* _Reading passage_:
Charles Malherbe, archivist at the Paris Opéra, discovered the original orchestral score of the opera at a secondhand book seller's shop, resulting in its being acquired by the Paris Conservatoire.
It was first performed by the Paris Opéra at the Salle Le Peletier on 3 August 1829, but within three performances cuts were being made and after a year only three acts were performed. The opera's length, roughly four hours of music, and casting requirements, such as the high range required for the tenor part, have contributed to the difficulty of producing the work. When performed, the opera is often cut. Performances have been given in both French and Italian. Political concerns have also contributed to the varying fortunes of the work.
In Italy, because the work glorified a revolutionary figure against authority, the opera encountered difficulties with the Italian censors, and the number of productions in Italy was limited. The Teatro San Carlo produced the opera in 1833, but then did not give another production for around 50 years. The first Venice production, at the Teatro La Fenice, was not until 1856. By contrast, in Vienna, in spite of censorship problems there, the Vienna Court Opera gave 422 performances over the years 1830–1907. As Hofer, or the Tell of the Tyrol, the opera was first given in at Drury Lane in London on 1 May 1830 (in English), with a production in Italian following in 1839 at Her Majesty's, and in French at Covent Garden in 1845. In New York, William Tell was first presented on 19 September 1831. It was revived at the Metropolitan Opera in 1923 with Ponselle and Martinelli, and there were revivals during the 1930s in Milan, Rome, Paris, Berlin and Florence. When the opera was performed at Gran Teatre del Liceu (Barcelona) in 1893, an anarchist threw two Orsini bombs in the theatre.

* _The request_: Translate into French this sentence from the passage on the opera's performance history: "The Teatro San Carlo produced the opera in 1833, but then did not give another production for around 50 years." The rows play no part in this exercise.

* _Recorded information_:
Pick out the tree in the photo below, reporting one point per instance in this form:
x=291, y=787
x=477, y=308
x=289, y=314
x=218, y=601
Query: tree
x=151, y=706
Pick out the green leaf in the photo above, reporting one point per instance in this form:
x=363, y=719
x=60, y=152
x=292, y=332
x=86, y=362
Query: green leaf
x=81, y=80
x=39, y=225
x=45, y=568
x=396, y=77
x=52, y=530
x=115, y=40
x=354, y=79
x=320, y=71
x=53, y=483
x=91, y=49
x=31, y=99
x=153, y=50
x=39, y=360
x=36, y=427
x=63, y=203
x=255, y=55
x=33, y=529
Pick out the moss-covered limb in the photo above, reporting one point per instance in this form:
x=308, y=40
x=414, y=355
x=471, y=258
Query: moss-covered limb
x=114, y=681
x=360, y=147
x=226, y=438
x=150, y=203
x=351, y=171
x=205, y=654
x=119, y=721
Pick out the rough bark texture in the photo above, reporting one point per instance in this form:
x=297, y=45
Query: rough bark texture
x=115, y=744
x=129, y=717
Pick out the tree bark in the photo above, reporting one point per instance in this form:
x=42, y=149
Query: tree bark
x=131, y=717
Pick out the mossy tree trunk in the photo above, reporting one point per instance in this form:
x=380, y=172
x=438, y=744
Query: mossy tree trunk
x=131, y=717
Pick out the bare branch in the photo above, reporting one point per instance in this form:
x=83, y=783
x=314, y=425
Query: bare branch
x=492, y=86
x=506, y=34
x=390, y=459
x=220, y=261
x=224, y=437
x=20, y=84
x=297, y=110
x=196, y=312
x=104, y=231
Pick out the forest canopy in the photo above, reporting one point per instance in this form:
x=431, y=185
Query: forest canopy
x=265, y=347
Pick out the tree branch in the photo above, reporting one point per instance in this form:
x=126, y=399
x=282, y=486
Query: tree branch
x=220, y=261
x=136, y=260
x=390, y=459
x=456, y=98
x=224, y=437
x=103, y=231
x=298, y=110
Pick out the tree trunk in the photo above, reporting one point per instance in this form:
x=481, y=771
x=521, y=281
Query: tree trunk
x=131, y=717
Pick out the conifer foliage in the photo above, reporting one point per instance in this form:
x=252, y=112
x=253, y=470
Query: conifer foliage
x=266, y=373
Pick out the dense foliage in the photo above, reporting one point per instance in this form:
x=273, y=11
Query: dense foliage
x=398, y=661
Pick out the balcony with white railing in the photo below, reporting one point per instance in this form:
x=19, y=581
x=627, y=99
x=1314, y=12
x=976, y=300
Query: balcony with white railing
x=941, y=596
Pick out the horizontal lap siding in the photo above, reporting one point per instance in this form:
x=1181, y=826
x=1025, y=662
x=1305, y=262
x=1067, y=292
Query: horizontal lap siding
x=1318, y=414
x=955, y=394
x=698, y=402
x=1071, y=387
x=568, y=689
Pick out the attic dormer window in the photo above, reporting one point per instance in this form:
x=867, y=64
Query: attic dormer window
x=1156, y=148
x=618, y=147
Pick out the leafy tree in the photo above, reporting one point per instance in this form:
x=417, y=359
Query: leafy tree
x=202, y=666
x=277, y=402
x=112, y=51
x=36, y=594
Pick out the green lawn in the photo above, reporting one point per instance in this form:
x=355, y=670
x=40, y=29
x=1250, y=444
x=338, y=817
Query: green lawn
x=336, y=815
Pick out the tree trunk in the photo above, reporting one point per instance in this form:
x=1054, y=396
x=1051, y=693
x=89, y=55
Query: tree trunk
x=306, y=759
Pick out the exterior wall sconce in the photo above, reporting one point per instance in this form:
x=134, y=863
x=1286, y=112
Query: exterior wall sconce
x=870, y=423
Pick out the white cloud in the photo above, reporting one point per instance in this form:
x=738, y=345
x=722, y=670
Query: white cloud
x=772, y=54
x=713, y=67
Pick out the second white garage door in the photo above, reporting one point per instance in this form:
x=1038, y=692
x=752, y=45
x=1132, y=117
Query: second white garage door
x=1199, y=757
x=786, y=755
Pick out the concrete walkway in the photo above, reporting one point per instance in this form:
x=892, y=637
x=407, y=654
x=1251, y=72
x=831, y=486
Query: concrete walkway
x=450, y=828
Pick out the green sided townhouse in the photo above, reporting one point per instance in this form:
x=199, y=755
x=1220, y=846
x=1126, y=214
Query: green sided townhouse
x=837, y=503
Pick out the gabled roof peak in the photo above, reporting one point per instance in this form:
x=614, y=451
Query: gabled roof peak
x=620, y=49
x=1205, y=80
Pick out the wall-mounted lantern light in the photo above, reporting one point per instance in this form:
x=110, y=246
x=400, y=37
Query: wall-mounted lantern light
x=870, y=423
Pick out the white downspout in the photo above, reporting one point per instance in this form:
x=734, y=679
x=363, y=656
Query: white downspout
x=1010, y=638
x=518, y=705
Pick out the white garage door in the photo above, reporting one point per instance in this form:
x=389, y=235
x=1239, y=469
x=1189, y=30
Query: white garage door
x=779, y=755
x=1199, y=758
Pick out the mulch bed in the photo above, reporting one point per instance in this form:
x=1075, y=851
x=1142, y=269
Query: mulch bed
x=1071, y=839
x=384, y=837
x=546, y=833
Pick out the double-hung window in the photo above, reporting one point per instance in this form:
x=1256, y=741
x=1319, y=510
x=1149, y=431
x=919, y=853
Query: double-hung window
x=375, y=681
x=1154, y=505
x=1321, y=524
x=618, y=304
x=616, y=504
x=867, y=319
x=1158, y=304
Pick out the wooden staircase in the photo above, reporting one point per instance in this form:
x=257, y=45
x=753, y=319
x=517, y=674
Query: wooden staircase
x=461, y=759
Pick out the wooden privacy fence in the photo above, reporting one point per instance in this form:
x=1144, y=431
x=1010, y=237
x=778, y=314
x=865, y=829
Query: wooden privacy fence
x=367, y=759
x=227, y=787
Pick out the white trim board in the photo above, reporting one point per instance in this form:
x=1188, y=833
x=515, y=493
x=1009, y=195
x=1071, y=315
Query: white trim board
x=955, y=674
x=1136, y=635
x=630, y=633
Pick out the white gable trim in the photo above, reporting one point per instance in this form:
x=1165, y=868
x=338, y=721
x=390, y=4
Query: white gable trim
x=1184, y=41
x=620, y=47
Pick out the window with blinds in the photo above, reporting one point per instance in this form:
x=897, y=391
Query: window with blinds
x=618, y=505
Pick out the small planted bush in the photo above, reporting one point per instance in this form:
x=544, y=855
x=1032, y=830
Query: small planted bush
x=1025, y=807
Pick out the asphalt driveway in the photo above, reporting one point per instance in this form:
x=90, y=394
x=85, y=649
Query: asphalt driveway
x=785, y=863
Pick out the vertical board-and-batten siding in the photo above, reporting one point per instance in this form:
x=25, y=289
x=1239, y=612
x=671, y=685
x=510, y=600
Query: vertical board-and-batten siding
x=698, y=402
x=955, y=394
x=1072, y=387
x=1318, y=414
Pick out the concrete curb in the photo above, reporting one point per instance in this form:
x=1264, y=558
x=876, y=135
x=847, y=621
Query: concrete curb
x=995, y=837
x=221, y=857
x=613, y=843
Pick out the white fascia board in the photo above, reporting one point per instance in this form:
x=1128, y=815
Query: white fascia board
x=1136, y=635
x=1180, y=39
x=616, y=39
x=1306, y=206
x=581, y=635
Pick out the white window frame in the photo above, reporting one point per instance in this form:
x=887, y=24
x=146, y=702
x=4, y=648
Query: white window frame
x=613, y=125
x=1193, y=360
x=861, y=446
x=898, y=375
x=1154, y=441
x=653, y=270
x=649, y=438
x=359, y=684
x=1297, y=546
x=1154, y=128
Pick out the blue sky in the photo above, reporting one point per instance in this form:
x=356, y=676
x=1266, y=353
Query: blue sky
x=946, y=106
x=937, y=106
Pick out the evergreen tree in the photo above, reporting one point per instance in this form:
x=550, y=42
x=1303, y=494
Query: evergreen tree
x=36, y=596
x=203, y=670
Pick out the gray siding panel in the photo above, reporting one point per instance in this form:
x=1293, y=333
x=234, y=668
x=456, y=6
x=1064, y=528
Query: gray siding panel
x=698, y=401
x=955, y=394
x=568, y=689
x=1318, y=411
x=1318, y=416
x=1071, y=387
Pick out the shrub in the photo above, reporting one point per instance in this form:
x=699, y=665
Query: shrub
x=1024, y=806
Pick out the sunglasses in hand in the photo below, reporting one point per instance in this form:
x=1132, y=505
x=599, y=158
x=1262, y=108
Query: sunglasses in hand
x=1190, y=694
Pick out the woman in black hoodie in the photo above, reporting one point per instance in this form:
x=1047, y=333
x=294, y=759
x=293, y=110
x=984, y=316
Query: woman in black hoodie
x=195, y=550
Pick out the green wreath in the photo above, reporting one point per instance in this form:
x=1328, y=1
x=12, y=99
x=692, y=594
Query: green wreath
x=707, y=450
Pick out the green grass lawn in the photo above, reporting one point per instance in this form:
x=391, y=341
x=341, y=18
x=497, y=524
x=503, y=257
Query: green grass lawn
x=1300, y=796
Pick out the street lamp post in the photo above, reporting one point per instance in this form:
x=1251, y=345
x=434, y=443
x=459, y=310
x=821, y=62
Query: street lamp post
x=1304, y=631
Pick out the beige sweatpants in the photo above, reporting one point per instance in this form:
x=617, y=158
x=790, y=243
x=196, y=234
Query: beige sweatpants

* _Answer below_: Le Teatro San Carlo a monté l'opéra en 1833, mais n'en a ensuite donné aucune autre production pendant environ 50 ans.